◆ **Required action**
All lines from the opening of the entries below through the line containing "Query: cat's back" must be output exactly as they appear, with no other lines.

--------

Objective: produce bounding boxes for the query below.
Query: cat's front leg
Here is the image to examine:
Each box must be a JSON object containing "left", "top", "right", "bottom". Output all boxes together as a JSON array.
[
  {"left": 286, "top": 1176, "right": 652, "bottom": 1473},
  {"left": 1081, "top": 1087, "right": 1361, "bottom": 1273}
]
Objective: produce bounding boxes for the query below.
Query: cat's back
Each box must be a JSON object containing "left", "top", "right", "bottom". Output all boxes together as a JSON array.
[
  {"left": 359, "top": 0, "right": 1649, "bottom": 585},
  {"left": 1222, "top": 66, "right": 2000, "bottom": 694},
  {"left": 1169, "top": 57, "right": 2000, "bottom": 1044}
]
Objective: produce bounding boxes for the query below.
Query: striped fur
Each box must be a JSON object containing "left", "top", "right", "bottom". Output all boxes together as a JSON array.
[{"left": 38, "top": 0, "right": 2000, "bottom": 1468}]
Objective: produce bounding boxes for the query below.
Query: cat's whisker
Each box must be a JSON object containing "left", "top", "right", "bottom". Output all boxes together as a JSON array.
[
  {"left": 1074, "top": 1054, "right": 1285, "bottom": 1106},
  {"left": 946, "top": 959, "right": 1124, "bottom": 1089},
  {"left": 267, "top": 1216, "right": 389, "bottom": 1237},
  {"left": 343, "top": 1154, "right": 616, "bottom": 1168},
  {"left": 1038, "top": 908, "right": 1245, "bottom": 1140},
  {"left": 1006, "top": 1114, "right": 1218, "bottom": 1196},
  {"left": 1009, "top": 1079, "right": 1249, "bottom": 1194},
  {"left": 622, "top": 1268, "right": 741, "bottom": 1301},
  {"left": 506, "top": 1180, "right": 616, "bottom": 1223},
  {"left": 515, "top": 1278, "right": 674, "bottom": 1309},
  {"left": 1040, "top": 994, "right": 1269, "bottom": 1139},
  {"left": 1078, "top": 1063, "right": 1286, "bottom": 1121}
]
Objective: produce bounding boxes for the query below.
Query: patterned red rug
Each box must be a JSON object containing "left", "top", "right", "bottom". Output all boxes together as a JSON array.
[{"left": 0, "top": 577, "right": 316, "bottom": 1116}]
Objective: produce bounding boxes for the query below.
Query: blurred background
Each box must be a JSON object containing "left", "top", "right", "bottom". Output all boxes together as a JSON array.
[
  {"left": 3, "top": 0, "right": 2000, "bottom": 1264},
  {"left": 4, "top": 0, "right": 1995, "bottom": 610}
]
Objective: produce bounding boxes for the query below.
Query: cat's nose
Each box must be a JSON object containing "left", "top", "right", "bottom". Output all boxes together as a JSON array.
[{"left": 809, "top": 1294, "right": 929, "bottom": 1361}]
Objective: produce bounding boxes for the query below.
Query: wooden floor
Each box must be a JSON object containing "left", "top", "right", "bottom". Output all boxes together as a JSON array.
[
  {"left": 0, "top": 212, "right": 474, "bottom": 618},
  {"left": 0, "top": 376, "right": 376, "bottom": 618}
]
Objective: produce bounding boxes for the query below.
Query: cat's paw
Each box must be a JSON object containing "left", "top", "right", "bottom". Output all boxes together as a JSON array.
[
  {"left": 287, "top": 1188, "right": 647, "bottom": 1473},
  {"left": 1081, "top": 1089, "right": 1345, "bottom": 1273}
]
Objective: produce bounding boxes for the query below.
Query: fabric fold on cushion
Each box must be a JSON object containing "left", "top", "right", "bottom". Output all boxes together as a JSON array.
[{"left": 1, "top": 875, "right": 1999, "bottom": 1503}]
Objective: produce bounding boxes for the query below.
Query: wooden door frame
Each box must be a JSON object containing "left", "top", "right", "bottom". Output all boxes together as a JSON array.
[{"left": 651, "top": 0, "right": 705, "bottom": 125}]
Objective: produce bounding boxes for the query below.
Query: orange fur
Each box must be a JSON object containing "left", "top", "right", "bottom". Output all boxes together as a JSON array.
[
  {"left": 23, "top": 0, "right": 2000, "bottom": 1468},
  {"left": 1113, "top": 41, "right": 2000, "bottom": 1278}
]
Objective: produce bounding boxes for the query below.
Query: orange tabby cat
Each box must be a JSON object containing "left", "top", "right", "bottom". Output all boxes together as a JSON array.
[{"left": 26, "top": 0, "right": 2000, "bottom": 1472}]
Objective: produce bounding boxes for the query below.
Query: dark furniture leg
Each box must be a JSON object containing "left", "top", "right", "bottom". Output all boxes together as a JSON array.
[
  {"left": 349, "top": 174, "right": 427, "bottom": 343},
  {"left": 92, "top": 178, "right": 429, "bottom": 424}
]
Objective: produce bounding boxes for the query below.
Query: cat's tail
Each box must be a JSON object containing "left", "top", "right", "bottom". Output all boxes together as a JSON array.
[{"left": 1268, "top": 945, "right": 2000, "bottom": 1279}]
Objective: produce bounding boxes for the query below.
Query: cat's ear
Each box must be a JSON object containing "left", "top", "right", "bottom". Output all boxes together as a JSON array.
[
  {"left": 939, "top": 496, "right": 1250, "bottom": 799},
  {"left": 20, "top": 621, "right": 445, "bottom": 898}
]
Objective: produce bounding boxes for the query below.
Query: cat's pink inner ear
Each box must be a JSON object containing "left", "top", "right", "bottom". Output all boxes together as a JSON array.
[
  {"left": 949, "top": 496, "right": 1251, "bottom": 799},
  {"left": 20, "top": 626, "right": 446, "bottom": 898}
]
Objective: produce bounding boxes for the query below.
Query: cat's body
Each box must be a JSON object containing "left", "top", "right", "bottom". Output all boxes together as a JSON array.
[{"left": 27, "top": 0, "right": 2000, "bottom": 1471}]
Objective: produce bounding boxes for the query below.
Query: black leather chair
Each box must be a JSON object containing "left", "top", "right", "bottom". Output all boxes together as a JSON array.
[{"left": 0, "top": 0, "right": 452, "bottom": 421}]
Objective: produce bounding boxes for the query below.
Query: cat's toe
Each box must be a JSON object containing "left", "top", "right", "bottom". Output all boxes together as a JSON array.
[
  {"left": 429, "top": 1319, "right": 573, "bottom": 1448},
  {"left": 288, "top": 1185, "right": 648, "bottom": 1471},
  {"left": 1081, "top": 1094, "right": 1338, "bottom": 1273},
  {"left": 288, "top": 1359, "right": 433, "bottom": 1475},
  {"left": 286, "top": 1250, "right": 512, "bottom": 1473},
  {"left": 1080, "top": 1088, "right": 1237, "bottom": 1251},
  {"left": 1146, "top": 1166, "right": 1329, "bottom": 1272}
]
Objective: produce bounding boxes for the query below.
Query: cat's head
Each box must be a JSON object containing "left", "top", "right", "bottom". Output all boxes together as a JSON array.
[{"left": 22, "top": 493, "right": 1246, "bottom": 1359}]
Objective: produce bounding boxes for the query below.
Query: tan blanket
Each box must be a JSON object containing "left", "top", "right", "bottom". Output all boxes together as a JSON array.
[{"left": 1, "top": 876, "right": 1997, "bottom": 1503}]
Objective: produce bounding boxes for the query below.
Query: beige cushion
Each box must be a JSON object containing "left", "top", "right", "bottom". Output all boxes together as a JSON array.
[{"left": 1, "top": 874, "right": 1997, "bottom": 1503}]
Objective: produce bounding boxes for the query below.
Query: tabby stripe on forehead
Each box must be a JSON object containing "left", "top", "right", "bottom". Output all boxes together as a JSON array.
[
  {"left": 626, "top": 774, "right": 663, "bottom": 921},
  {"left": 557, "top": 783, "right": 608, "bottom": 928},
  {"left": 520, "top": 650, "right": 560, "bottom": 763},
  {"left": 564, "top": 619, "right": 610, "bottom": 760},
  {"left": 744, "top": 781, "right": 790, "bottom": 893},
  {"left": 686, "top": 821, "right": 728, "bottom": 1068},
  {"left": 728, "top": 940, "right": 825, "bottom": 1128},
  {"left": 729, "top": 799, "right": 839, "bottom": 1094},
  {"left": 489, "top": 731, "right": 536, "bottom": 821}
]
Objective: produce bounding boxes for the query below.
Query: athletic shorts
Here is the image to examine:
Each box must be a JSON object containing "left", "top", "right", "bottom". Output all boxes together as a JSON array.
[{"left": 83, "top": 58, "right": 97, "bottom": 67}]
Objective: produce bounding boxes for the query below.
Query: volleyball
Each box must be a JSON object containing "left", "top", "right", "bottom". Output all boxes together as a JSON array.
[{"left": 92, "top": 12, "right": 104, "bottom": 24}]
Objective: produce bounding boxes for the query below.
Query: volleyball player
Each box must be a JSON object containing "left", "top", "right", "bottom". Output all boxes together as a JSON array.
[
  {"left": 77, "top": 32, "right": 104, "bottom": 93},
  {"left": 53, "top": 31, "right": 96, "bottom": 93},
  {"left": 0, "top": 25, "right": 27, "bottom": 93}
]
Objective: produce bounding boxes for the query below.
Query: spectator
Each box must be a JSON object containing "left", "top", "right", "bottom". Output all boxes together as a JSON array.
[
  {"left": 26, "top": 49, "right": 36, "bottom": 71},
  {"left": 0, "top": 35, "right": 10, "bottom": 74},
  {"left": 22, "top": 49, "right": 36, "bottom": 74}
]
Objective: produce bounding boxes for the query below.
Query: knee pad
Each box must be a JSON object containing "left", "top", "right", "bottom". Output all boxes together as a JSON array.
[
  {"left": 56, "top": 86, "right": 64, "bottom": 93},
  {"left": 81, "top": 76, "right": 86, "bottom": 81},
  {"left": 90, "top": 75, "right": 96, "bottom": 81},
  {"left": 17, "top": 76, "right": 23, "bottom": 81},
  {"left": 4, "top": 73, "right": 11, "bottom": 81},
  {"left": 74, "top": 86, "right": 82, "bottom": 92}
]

--------

◆ **Answer section**
Objective: produce bounding boxes for the query below.
Query: cat's front leg
Here is the image to examine:
Each box must be a JSON object containing "left", "top", "right", "bottom". Output all boxes together as a JSON array.
[
  {"left": 286, "top": 1176, "right": 652, "bottom": 1473},
  {"left": 1081, "top": 1087, "right": 1361, "bottom": 1273}
]
Objective: produce bounding boxes for the query below.
Query: cat's back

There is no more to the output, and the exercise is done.